-- DOCUMENT EXTRACT --

....

Michigan’s bioscience industry shoots up
Tuesday, July 22, 2014
Michigan’s biosciences industry outpaced the state’s economy, creating more than 2,000 new, high-paying jobs in the two-year period following the Great Recession.
The state was home to 1,760 bioscience companies in 2012, up 6.3 percent from 2010, according to a biennial report from Biotechnology Industry Organization (BIO), a Washington D.C.-based trade association. Those companies directly employed 41,892 people in Michigan in 2012, an increase of 6.6 percent from two years earlier. Those employees also earned an average annual salary of $81,296.
The BIO report shows growth occurred across five bioscience categories tracked (see chart on page 14) from 2010 to 2012, rebounding from earlier declines. Michigan also recorded increases over the two years in venture capital investments in the industry, academic research-and-development spending and patents issued.
The growth of Michigan’s bioscience industry was in stark contrast to the overall economy in the state in the period from 2010 to 2012. Total private-sector employment in Michigan declined 5.7 percent to 3.3 million, and the number of businesses decreased 17.3 percent to 210,880, according to the BIO report, which was prepared by the Columbus, Ohio-based research firm Battelle.
“We should be greatly encouraged by this,” said Steve Rapundalo, CEO of MichBio, an Ann Arbor-based statewide trade association. “The new Battelle/BIO findings once again reinforce the fact that Michigan has a robust and growing bio-industry, with specific strengths in several key sectors.”
Most importantly, Rapundalo said, is that the number of bioscience companies grew 11.4 percent and employment was only down a scant 0.4 percent over a broader five-year period that included the state’s deep economic downturn.
“That’s where I took the most encouragement,” he said. “If you just took a snapshot of the current numbers and the previous report, they are all very good, but it’s that longer-term trend that you are really looking for.
“When you throw it all together in the 2007 to 2012 period, which was economically very challenging here in the state, the industry survived pretty darn well and in some cases excelled.”
Over the five-year period, employment in the state’s medical device sector grew 16.1 percent and jobs at agricultural feedstock and chemical companies increased 35.7 percent. Employment in three other categories was still down from 2007 to 2012, despite the gains in the latter two years.

....

-- EXERCISE TASKS --
1) Translate into Spanish this sentence from the article on Michigan's bioscience industry: "Michigan also recorded increases over the two years in venture capital investments in the industry, academic research-and-development spending and patents issued."
2) Pick up the article on Michigan's bioscience industry after its final sentence and continue it.

-- PROVIDED DATA --
....

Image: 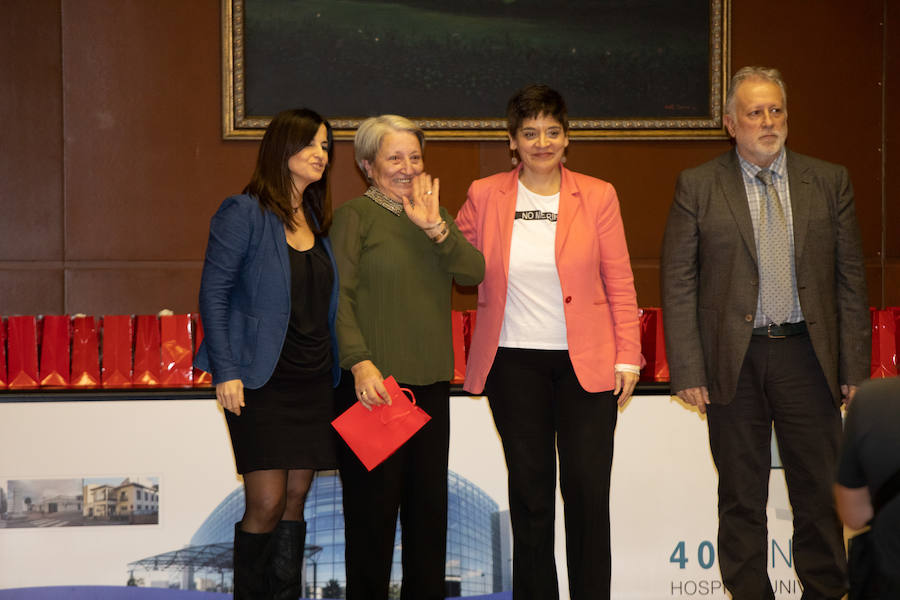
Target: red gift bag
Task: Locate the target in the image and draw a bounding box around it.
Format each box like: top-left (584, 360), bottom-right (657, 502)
top-left (41, 315), bottom-right (71, 387)
top-left (872, 309), bottom-right (897, 377)
top-left (194, 315), bottom-right (212, 387)
top-left (101, 315), bottom-right (134, 388)
top-left (131, 315), bottom-right (160, 387)
top-left (641, 308), bottom-right (669, 381)
top-left (159, 315), bottom-right (194, 387)
top-left (6, 315), bottom-right (38, 389)
top-left (69, 315), bottom-right (100, 387)
top-left (331, 375), bottom-right (431, 471)
top-left (0, 317), bottom-right (9, 390)
top-left (450, 310), bottom-right (466, 383)
top-left (450, 310), bottom-right (478, 383)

....

-- ANSWERS BY TASK --
1) Michigan también registró aumentos durante esos dos años en las inversiones de capital de riesgo en la industria, el gasto académico en investigación y desarrollo y las patentes otorgadas.

2)
The BIO report shows the apparent stabilization in Michigan’s pharmaceutical industry from 2010 to 2012 following a decade of industry consolidation and two major downsizings by Pfizer Inc. in Kalamazoo and Ann Arbor. The number of drug and pharmaceutical companies in Michigan increased from 60 to 65 between 2010 and 2012, driving direct employment to 7,940 from 7,305, according to BIO.
Despite those gains, the number of drug and pharmaceutical companies in Michigan and their direct employment still remain slightly below the level of 2007.
The state’s bright spots in the BIO report were medical devices and research, testing and medical labs. Medical device employment in Michigan grew 16.1 percent between 2007 and 2012, and the number of companies increased to 240. The state’s job growth in the medical device sector outpaced the national rate of 12.0 percent during the five-year span.
Battelle labelled Michigan as a “sizeable” and “concentrated” state in the medical device equipment sector.
The Kalamazoo-Portage area — home to Stryker Corp. — ranked second nationally among medium-sized metropolitan statistical areas in the medical device/equipment category in terms of local job concentration, and third for drugs/pharmaceutical.
“We’ve really seen significant growth in the device sector,” Rapundalo said.
The BIO report shows strength in Michigan in other areas where Battelle analyzed data. For instance:
On the downside, National Institutes for Health research grants declined to $575.9 million in 2013 from $663.3 million in 2010, a result of reduced federal funding, Rapundalo said.
Venture capital investments in Michigan bioscience companies grew to $156.9 million in 2013, versus $93.6 million in 2009.
- Bioscience-related patents grew to 510 annually in 2013 from 286 in 2009.
- Academic R&D spending on bioscience totaled $1.2 billion in the 2012 fiscal year.